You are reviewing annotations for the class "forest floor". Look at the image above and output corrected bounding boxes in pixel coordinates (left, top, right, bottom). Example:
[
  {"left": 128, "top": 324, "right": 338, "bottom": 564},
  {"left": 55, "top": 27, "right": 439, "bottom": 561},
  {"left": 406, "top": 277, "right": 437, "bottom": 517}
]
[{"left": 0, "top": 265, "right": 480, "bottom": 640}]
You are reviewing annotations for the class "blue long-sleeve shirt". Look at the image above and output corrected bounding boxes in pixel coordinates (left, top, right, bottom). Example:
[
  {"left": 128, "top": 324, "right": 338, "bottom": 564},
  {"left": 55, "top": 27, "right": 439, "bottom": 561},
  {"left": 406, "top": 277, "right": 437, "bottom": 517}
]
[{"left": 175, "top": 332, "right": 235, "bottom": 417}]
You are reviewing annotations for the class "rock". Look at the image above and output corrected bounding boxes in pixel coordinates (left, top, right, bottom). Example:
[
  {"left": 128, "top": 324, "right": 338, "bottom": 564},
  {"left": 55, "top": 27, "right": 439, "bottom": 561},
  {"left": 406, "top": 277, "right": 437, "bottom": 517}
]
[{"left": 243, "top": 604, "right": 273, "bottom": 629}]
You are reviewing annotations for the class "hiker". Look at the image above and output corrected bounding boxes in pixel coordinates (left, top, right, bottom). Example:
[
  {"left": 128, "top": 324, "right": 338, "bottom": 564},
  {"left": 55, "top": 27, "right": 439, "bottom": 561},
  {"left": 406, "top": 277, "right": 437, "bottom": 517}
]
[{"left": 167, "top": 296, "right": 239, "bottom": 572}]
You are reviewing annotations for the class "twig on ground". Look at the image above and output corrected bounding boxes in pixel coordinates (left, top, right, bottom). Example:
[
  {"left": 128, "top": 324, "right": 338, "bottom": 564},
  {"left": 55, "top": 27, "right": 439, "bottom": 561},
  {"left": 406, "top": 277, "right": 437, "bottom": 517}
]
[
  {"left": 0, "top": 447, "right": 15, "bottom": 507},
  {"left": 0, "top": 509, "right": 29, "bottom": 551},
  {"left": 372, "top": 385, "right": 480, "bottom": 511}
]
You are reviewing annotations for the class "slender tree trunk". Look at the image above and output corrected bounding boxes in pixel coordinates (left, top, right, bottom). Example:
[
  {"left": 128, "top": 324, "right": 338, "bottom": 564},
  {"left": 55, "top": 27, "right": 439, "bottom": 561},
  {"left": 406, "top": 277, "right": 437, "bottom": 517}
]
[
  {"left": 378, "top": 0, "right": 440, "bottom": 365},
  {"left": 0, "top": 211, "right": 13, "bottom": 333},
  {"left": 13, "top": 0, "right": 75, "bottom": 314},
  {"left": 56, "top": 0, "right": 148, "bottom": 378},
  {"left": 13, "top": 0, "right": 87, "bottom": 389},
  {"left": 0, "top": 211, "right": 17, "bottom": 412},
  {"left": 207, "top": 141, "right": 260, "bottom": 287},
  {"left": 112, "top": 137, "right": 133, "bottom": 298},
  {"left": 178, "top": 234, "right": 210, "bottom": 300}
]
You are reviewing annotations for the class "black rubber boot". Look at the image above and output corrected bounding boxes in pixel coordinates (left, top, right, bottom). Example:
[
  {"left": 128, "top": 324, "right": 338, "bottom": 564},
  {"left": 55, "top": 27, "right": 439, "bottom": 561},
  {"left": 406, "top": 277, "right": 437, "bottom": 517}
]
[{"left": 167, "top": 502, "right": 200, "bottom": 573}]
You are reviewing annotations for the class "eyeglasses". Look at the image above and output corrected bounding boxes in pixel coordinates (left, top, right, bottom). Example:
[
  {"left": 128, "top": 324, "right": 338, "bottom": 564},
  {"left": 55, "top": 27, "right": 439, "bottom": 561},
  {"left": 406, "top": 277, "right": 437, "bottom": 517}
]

> **TO BE DONE**:
Extract each line of the items above that contains the string "long", matching uppercase and lowercase letters exactly.

> **CORRECT ANSWER**:
You are reviewing annotations for the class "blue long-sleeve shirt". Look at the image above and output corrected bounding boxes in pixel coordinates (left, top, right, bottom). Example:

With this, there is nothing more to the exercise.